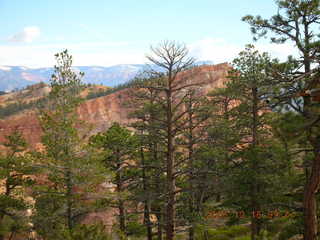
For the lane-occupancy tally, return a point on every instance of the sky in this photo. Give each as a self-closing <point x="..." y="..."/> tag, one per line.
<point x="108" y="32"/>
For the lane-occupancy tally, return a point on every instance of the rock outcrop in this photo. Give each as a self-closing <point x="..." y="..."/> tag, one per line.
<point x="103" y="111"/>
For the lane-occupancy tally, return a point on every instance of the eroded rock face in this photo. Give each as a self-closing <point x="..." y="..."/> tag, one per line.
<point x="101" y="112"/>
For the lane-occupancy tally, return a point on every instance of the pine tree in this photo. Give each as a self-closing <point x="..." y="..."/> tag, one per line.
<point x="296" y="21"/>
<point x="120" y="147"/>
<point x="255" y="155"/>
<point x="70" y="175"/>
<point x="16" y="169"/>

====================

• TASK ITEM: Pictures in the records above should not be copied. Repeat everything else exactly.

• COMPLETED EXERCISE:
For the lane-occupancy tally, return a point on every instance of the sky in this photo. Give each as a self-closing <point x="..." y="..."/> tag, one per line.
<point x="108" y="32"/>
For the lane-occupancy tally, return a point on every instance of the rock outcrop in this photo. Give each as a self-closing <point x="..." y="..."/> tag, one per line.
<point x="103" y="111"/>
For the lane-occupancy tally, return a point on every instance of the eroded rock face in this photo. Give each as a self-closing <point x="..." y="..."/> tag, one per line.
<point x="101" y="112"/>
For the lane-occupancy tally, return a point on every instance of the pine tree in this photo. Give each as a self-closing <point x="..." y="..."/> tag, one per line.
<point x="296" y="21"/>
<point x="120" y="147"/>
<point x="255" y="155"/>
<point x="70" y="175"/>
<point x="16" y="169"/>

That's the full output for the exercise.